DATA RECORDS
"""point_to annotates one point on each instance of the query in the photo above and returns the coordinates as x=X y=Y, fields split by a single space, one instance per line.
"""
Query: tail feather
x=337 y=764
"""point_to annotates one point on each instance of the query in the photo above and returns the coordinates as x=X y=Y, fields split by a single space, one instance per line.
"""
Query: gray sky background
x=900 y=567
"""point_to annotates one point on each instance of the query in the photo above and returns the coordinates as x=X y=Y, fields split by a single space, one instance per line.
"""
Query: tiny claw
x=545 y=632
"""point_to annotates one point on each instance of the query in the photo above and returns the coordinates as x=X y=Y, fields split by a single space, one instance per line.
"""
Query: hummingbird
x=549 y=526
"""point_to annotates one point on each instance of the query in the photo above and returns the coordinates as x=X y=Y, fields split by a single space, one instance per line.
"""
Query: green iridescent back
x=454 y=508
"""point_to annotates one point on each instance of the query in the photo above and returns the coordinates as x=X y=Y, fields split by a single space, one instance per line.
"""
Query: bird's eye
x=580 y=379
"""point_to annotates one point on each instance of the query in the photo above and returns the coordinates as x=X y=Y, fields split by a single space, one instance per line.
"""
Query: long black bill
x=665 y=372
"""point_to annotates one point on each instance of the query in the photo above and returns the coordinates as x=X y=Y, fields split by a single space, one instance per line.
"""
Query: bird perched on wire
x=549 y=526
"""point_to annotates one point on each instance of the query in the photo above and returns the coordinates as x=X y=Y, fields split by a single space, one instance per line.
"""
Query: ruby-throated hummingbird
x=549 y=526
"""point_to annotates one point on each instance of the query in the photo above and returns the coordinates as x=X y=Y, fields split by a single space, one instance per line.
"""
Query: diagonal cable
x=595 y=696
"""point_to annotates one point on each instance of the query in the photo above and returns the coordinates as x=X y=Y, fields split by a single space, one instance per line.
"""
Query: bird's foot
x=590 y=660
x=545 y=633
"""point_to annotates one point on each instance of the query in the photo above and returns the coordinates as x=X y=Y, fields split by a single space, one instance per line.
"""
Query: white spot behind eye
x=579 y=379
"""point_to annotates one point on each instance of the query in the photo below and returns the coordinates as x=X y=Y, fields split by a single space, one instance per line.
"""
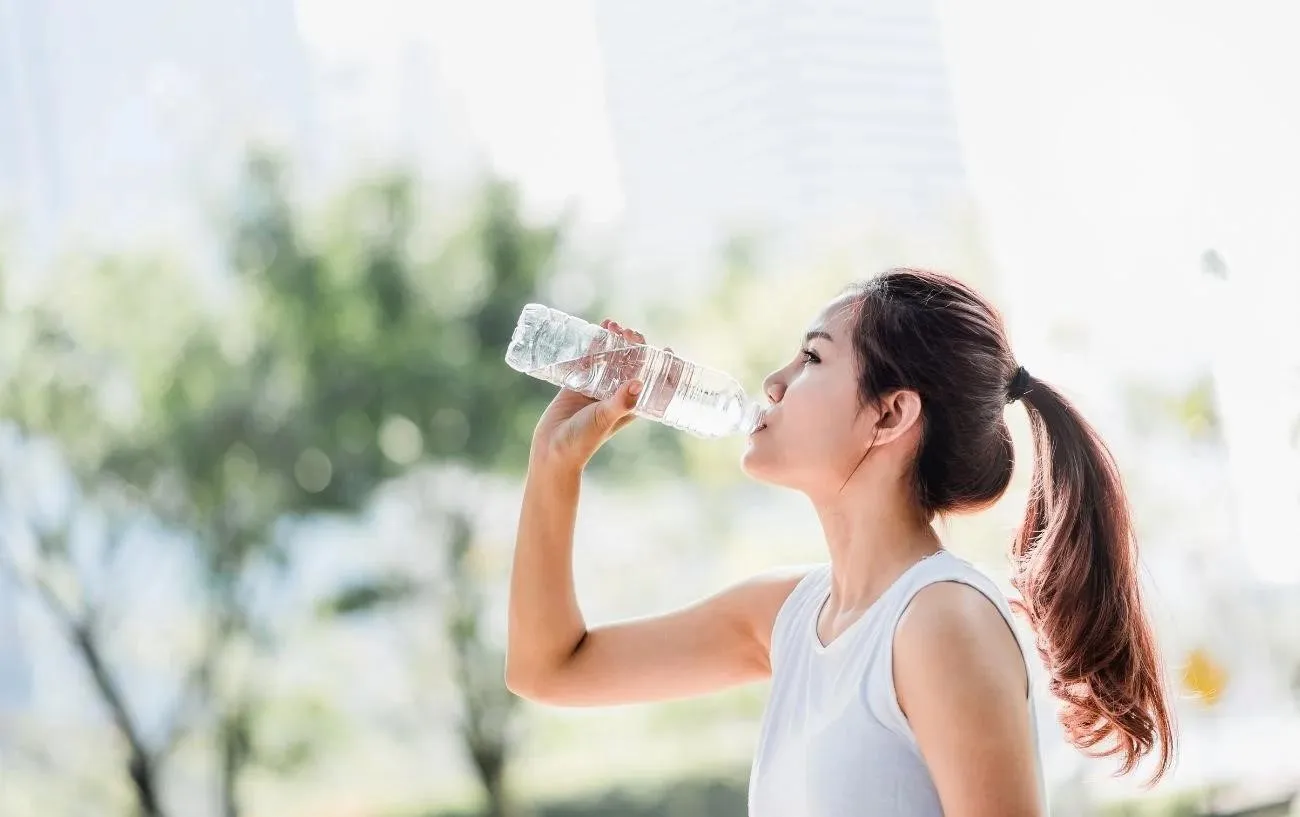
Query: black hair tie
x=1019 y=385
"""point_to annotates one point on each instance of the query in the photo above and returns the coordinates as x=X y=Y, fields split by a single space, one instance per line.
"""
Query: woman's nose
x=774 y=388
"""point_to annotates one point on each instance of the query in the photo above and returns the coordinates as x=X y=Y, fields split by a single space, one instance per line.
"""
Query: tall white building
x=112 y=111
x=775 y=116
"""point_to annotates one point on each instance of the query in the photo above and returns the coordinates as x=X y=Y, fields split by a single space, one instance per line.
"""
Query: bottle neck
x=752 y=418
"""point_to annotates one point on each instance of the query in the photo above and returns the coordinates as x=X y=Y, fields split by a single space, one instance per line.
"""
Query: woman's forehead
x=837 y=315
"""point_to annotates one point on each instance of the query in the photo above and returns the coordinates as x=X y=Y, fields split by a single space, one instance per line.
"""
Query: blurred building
x=776 y=117
x=111 y=112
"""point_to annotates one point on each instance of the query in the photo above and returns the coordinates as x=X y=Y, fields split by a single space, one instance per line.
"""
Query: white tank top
x=833 y=742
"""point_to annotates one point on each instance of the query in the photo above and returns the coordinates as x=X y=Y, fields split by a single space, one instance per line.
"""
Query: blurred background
x=260 y=457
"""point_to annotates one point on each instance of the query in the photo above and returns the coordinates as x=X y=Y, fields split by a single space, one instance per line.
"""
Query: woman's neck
x=872 y=536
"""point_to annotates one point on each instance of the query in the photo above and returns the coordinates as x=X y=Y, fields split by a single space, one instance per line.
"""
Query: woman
x=898 y=687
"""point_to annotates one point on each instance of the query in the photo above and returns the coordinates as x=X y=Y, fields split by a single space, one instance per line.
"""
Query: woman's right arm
x=553 y=657
x=551 y=653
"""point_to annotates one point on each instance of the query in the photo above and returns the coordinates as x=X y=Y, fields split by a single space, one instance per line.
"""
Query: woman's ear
x=900 y=413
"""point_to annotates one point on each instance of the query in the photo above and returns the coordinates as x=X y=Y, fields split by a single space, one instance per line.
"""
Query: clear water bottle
x=571 y=353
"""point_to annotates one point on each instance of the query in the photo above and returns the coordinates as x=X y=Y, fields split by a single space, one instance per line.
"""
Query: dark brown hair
x=1075 y=556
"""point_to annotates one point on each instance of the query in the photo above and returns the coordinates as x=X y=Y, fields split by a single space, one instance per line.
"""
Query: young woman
x=898 y=687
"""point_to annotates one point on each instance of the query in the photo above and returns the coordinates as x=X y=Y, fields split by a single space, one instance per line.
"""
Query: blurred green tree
x=328 y=363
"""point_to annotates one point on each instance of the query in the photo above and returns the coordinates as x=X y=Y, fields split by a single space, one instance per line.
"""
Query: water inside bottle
x=675 y=392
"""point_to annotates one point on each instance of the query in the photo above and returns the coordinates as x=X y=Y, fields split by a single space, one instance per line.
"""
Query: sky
x=527 y=77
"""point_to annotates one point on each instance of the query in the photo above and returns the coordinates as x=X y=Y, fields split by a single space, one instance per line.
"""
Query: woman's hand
x=573 y=427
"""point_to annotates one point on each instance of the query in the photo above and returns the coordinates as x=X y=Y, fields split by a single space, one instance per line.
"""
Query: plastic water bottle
x=573 y=354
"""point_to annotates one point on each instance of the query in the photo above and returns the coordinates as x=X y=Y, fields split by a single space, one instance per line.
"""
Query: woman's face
x=817 y=429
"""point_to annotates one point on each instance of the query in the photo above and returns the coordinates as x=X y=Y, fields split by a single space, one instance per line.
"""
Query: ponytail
x=1077 y=571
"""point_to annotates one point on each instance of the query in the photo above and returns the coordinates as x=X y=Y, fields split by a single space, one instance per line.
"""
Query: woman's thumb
x=612 y=409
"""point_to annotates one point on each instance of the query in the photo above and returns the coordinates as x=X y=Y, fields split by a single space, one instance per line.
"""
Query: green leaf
x=368 y=596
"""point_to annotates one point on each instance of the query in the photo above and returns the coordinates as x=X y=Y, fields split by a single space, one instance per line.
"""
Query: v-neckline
x=820 y=608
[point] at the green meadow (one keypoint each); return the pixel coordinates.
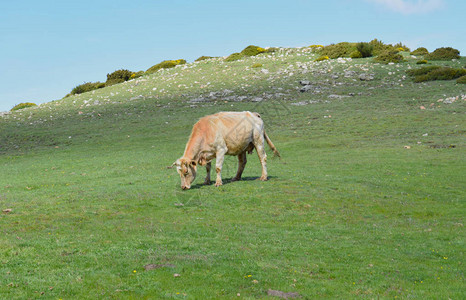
(367, 201)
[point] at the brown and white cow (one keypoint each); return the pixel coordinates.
(213, 136)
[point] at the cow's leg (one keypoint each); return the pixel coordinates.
(259, 144)
(218, 166)
(242, 160)
(208, 166)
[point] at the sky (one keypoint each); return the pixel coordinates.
(49, 47)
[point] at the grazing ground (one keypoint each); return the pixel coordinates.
(368, 200)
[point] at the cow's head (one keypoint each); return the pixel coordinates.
(187, 170)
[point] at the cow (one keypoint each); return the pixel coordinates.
(220, 134)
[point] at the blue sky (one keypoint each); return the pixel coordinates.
(48, 47)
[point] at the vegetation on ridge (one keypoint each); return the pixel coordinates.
(367, 200)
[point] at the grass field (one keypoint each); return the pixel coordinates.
(368, 200)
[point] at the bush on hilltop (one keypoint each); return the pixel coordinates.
(420, 51)
(444, 53)
(118, 76)
(23, 105)
(166, 64)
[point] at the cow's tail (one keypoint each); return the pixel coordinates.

WORK REQUIRED
Without including any pictures, return every line of the records exactly.

TASK SOLUTION
"""point_to annotates one point on each instance of the query in the photo above and returns the coordinates as x=X y=Y, fields split by a single space, one instance per line.
"""
Query: tail feather
x=337 y=764
"""point_to annotates one point on each instance of the query in the photo above and returns the coordinates as x=X y=Y, fields split by a single space, one instance per line.
"""
Query: gray sky background
x=900 y=567
"""point_to annotates one point on each instance of the query in the photo above and returns the coordinates as x=X y=Y, fields split by a single space, one instance per line.
"""
Query: tiny claw
x=545 y=632
"""point_to annotates one point on each instance of the query in the photo above and returns the coordinates as x=X y=Y, fields split by a single space, one instance per line.
"""
Query: hummingbird
x=549 y=526
"""point_to annotates one point on each instance of the query in the photo above and returns the coordinates as x=X y=Y, fields split by a single space, one instance per line.
"""
Query: green iridescent back
x=454 y=508
"""point_to annotates one point on each instance of the query in the photo above and returns the coordinates as x=X y=Y, fields split by a single space, one instance per line.
"""
Query: bird's eye
x=580 y=379
"""point_to annotates one point on each instance of the query in the photo above and returns the coordinates as x=X y=Y, fields split by a single space, one instance per line.
"""
Query: long black bill
x=665 y=372
"""point_to annotates one point on each instance of the query in the photo above and returns the coordinates as x=X y=Y, fields split by a single space, one instance per line.
"""
Query: bird perched on wire
x=549 y=526
"""point_to annotates one point on each instance of the query in the photo above and returns the coordinates as x=X y=Y, fields split by a single space, one instance per line.
"""
Query: ruby-throated hummingbird
x=549 y=526
"""point_to annotates one point on each instance of the query in the photo above and returns the coordinates as x=X y=Y, fields split by a single space, one instance per line.
"""
Query: diagonal cable
x=595 y=696
"""point_to annotates one point on each instance of the query in the photo above and returns the coordinates as x=X y=Y, fields split by a single space, one instance per line.
"""
Query: bird's foot
x=590 y=660
x=545 y=633
"""point_to annotates one point on each instance of the query in the photo above and returns the coordinates as x=X y=Y, fields split by a single space, one instance per line.
"""
Query: white spot behind eye
x=579 y=379
"""point_to annotates one point on each instance of the query in the photo below and returns the coordinates as x=X y=Y, fields split by a single space, one instance per line.
"""
Query: black hair tie
x=1019 y=385
"""point_to annotates one point on each instance of the query in the photo above and returns the coordinates as x=X y=Y, fields split by a single space, one instance per line.
"""
Query: woman's nose
x=774 y=388
"""point_to annotates one point on each instance of the query in the photo above and returns the coordinates as x=X y=Y, fields split by a single space, one instance per line.
"""
Query: tall white building
x=112 y=111
x=775 y=116
"""point_to annotates one point on each instance of the query in the photo above and returns the coordinates as x=X y=Y, fields split by a single space, one instance per line.
"""
Query: bottle neck
x=752 y=418
"""point_to annotates one point on each instance of the query in the photo above and returns the coordinates as x=X y=Y, fields split by a single space, one instance per line.
"""
Query: woman's forehead
x=837 y=315
"""point_to annotates one point on each instance of the query in the photo above and returns the coordinates as x=X y=Y, fields split by a single space, one instance per line.
"""
Query: blurred building
x=776 y=117
x=111 y=112
"""point_to annotates one point on each instance of the query in the photo above and returns the coordinates as x=X y=Y, fields split by a single space, one instance per line.
"""
Query: white tank top
x=833 y=742
"""point_to annotates one point on each instance of the query in the photo above and returns the coordinates as x=X y=Y, fields split by a single space, one instance per line.
"""
Query: blurred background
x=260 y=457
"""point_to annotates one point on each instance of the query in the photo above and returns the coordinates as x=X y=Y, fields split by a single space, one instance per line.
"""
Query: woman's neck
x=872 y=536
"""point_to annotates one point on each instance of the query in the photo above and returns the coordinates as x=X y=Y, fields split by a single space, one instance per line.
"""
Query: woman
x=898 y=687
"""point_to annotates one point on each instance of the query in the photo above and returns the coordinates as x=X y=Y, fields split by a single space, one instance per line.
"""
Query: woman's right arm
x=553 y=657
x=551 y=653
"""point_to annotates one point on each instance of the query in the photo above and returns the coordinates as x=X y=Y, fields split by a single space, one instance per line.
"""
Query: woman's ear
x=900 y=413
"""point_to annotates one point on each instance of the query in the photo above and returns the coordinates as x=X y=Y, fields split by a single space, one instance per line.
"""
Query: clear water bottle
x=571 y=353
"""point_to annotates one point on each instance of the query in the photo above and returns the coordinates as x=X y=Y, fields split by a single space, one instance per line.
"""
Query: dark brown hair
x=1075 y=556
"""point_to annotates one point on each instance of the query in the photo above and returns the coordinates as x=X y=Y, fields split by a single space, one instance per line.
"""
Query: young woman
x=898 y=687
"""point_to annotates one point on each instance of the query in the photo above and returns the coordinates as x=X y=Y, fields split by a single space, one instance per line.
"""
Query: blurred green tree
x=328 y=363
"""point_to annotates one point on each instance of the query in the photo above and returns the coordinates as x=X y=Y, fields split by a single space, one instance per line.
"""
Query: water inside bottle
x=675 y=392
"""point_to annotates one point on each instance of the query in the photo above and returns the coordinates as x=X y=Y, fields split by a single space, one instance per line.
"""
Query: sky
x=527 y=77
"""point_to annotates one point on each instance of the query in the photo above and returns the coordinates as x=X y=Y, fields split by a single space, one instance per line.
"""
Query: woman's hand
x=573 y=427
"""point_to annotates one point on each instance of the query in the photo above and returns the coordinates as x=X y=Y, fields split by a single space, one instance per line.
"""
Query: plastic water bottle
x=573 y=354
"""point_to annotates one point on each instance of the query in the photo above and returns the coordinates as x=X y=Y, fields split by a single space, one instance per line.
"""
Query: woman's face
x=817 y=429
"""point_to annotates one point on each instance of the query in the photo above and returns the coordinates as x=X y=Y, fields split by a single space, one instance per line.
"""
Query: ponytail
x=1077 y=571
"""point_to annotates one point on each instance of the query in the photo above and returns the coordinates as x=X y=Y, fields split by a single space, one instance per line.
"""
Query: woman's thumb
x=612 y=409
"""point_to annotates one point on each instance of the query in the photo above and returns the coordinates as x=X y=Y, fields split by a single space, one instance per line.
"""
Query: green leaf
x=368 y=596
"""point_to annotates one point on each instance of the query in the photo above and returns the coordinates as x=X y=Y, fields split by a single space, one instance per line.
"""
Query: v-neckline
x=820 y=608
[point] at the green meadow (one keypoint each); return the pixel coordinates.
(367, 201)
[point] at the brown and white cow (one keypoint each); return the pixel coordinates.
(213, 136)
[point] at the cow's leg (one keypoint each); return the pixel coordinates.
(259, 144)
(218, 166)
(242, 160)
(208, 166)
[point] at the sky (one keypoint each); return the pixel coordinates.
(49, 47)
[point] at the grazing ground (one keypoint each); return the pixel coordinates.
(368, 200)
[point] at the cow's head (one keypoint each); return the pixel coordinates.
(187, 170)
[point] at the cow (one keypoint each); return the pixel coordinates.
(220, 134)
[point] at the blue sky (one keypoint each); return the pixel coordinates.
(48, 47)
[point] at the vegetation on ridge (one keypoint each); return the pixel coordinates.
(367, 200)
[point] at the grass field (one keypoint each); return the pixel coordinates.
(368, 200)
[point] at the bush on hilltop (one keypoint each); return the pixel coordinates.
(420, 51)
(444, 53)
(118, 76)
(23, 105)
(166, 64)
[point] at the cow's tail (one keypoint each); return the pixel coordinates.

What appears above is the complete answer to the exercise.